--- GIVEN DATA Enclosed Below ---

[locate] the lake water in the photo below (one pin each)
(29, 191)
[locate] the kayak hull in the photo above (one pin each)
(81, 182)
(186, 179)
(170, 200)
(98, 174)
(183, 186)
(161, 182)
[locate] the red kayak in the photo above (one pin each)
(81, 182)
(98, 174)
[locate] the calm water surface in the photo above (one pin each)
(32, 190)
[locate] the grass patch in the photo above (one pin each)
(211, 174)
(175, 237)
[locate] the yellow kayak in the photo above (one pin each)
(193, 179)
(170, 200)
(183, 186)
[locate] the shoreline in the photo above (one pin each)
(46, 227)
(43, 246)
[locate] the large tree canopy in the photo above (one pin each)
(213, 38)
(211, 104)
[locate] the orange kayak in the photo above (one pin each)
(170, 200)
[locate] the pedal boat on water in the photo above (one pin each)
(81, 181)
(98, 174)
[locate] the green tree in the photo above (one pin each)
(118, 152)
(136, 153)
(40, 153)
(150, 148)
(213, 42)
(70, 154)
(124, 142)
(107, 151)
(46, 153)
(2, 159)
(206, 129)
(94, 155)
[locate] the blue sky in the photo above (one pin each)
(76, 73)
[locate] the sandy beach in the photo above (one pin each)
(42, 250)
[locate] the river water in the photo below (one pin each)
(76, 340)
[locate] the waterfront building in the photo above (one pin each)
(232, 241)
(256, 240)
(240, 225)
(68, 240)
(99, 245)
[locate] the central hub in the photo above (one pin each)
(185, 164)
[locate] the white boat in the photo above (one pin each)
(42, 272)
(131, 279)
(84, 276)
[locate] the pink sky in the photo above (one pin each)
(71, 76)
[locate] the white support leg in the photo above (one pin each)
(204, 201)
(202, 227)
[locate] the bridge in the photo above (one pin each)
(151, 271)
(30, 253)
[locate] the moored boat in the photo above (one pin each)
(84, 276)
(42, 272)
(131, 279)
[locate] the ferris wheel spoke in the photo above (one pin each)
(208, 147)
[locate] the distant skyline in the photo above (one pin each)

--- End of Enclosed GIVEN DATA ---

WORK TASK: What is needed is a word-for-word restatement of all the data.

SOLUTION FOR THIS PROBLEM:
[locate] the lake water in the photo below (one pin each)
(29, 191)
[locate] the kayak hull in the photo above (one pin each)
(81, 182)
(186, 179)
(170, 200)
(98, 174)
(183, 186)
(161, 182)
[locate] the red kayak in the photo above (one pin each)
(81, 182)
(98, 174)
[locate] the calm water surface in the photo above (one pin each)
(32, 190)
[locate] the grass patch in the photo above (one pin each)
(211, 174)
(175, 237)
[locate] the yellow kayak in the photo above (one pin each)
(193, 179)
(170, 200)
(183, 186)
[locate] the shoreline in the photo above (one pin each)
(46, 227)
(43, 246)
[locate] the large tree canopy in the photo above (one pin each)
(213, 38)
(211, 104)
[locate] the orange kayak in the photo above (one pin each)
(170, 200)
[locate] the pedal boat on water in the photo above (one pin each)
(81, 181)
(98, 174)
[locate] the green tree in the photo above (one pin each)
(118, 152)
(136, 153)
(40, 153)
(150, 148)
(213, 42)
(70, 154)
(124, 142)
(107, 151)
(46, 153)
(2, 159)
(206, 129)
(94, 155)
[locate] the blue sky in the photo above (one pin each)
(76, 73)
[locate] the sandy beach in the photo above (one pin each)
(42, 250)
[locate] the river water in the photo below (one pin each)
(76, 340)
[locate] the waterfront building in the photo above (one pin each)
(232, 241)
(256, 240)
(240, 225)
(68, 240)
(99, 245)
[locate] the central hub in the photo above (one pin each)
(185, 164)
[locate] the white boat in the photo above (one pin each)
(42, 272)
(131, 279)
(84, 276)
[locate] the pink sky in the photo above (one pin each)
(71, 76)
[locate] the white support leg in the photo above (one pin each)
(204, 201)
(202, 227)
[locate] the bridge in the photo above (one pin each)
(151, 271)
(30, 253)
[locate] the moored boat in the photo above (one pin each)
(84, 276)
(42, 272)
(131, 279)
[locate] the ferris wheel spoke in the photo above (one pin each)
(208, 147)
[locate] the distant skyline in the photo above (one pin each)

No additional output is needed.